The three genes used to assess GPSGC risk scores in our study (VCAN, CLIP4 and MATN3) have been previously reported to be associated with gastric cancer. VCAN (versican), a ubiquitous component of the extracellular matrix (ECM), accumulates in both tumor stroma and cancer cells and is highly regulated by various cytokines 27. Many investigators have proven that high expression of VCAN is an independent predictor of poor prognosis in gastric cancer and correlates with advanced stage and T classification 34, 35. Furthermore, abnormally expressed VCAN functionally participates in the progression of gastric cancer 27. CLIP4, also known as UBASH3A or TULA, is a member of the T cell ubiquitin ligand family 28. Some studies have shown that CLIP4 expression stimulates tumor metastasis and recurrence in certain tumor types, and its promoter methylation is associated with an increase in GC severity 36-38. MATN3 (matrilin-3) is widely considered to be involved in the formation of filamentous networks in the extracellular matrix of various tissues 39. Previous studies have found that MATN3 mRNA and protein are highly expressed in GC patients, and MATN3 overexpression could be used as an independent predictor of poor prognosis in GC patients 29, 40. Although these three genes were previously found to be related to the prognosis of gastric cancer, our study is the first to our knowledge to report the feasibility and accuracy of a risk assessment model based on VCAN, CLIP4 and MATN3 expression for determining GC prognosis.
The tissue distribution and cell localization of the VCAN, CLIP4 and MATN3 proteins suggest their relevance to the tumor microenvironment (TME). Moreover, the GPSGC risk score was strongly positively correlated with the stromal score and weakly positively correlated with the immune score in the TME subcomponent analysis of our study, while a high stromal score was associated with poor survival of GC patients, and the immune score was not related to survival. Therefore, we infer that the effect of VCAN, CLIP4 and MATN3 expression on the poor survival of GC patients is probably related to the remodeling of stromal components in the tumor microenvironment. Our TME cell type analysis also fully supports this deduction. Studies have shown that the abundance of stromal components as an independent prognostic factor was critical to prognostication in GC 31, 41, which also provide indirect evidence for the close relationship between GPSGC and survival of GC patients. Taken together, these results provide new insights for cell omics research on the mechanism by which VCAN, CLIP4, and MATN3 regulate the survival of GC patients.

- - - - -

_EXERCISE OBJECTIVE_. Resume the gastric cancer risk-score discussion above, continuing from after its final sentence.

_ENTRIES SUPPLIED_.

- - - - -

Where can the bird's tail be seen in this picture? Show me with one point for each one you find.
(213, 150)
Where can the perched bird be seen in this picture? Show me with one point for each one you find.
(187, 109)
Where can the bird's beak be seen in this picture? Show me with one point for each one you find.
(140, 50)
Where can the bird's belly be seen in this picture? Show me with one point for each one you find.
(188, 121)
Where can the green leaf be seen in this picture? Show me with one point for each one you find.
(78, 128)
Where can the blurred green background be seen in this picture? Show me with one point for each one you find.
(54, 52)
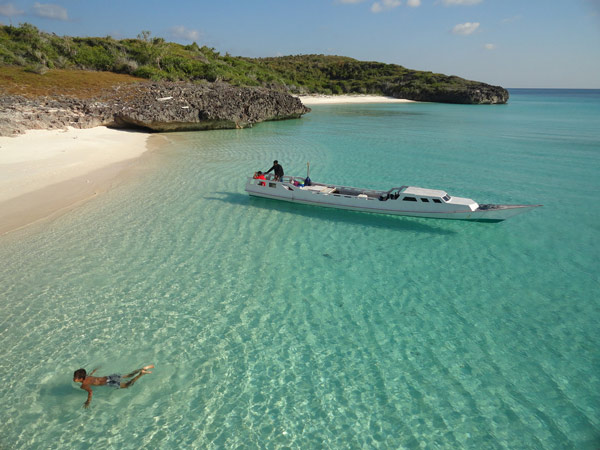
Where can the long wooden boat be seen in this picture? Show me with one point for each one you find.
(403, 201)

- - - - -

_EXERCISE RESULT_.
To explore potential therapeutic targets for gastric cancer patients with poor prognosis based on the GPSGC, we further performed panimmune gene set analysis and immunomodulatory gene analysis using gene expression data of GC. The results of the panimmune gene set analysis showed that the TGFβ-related gene set and the angiogenesis-related gene set were significantly correlated with the GPSGC risk score and poor survival. In addition, the immunomodulatory gene analysis accurately indicated that TGFβ1 and VEGFB may be developed as potential therapeutic targets of GC patients with poor prognosis according to the GPSGC. Our experimental verification in GC tissue microarrays also confirmed this conclusion at the protein level. At present, galunisertib and M7824 are targeted drugs that have been used in the clinical treatment of gastric cancer and key function by blocking the TGFβ signaling pathway 42-45. There is increased expression of VEGFB in gastric cancer, and clinical drugs such as apatinib and Zaltrap can effectively block its function 46-50. Therefore, these drugs targeting TGFβ1 or VEGFB may be developed to be combined with our prognosis signature to achieve accurate treatment for GC patients.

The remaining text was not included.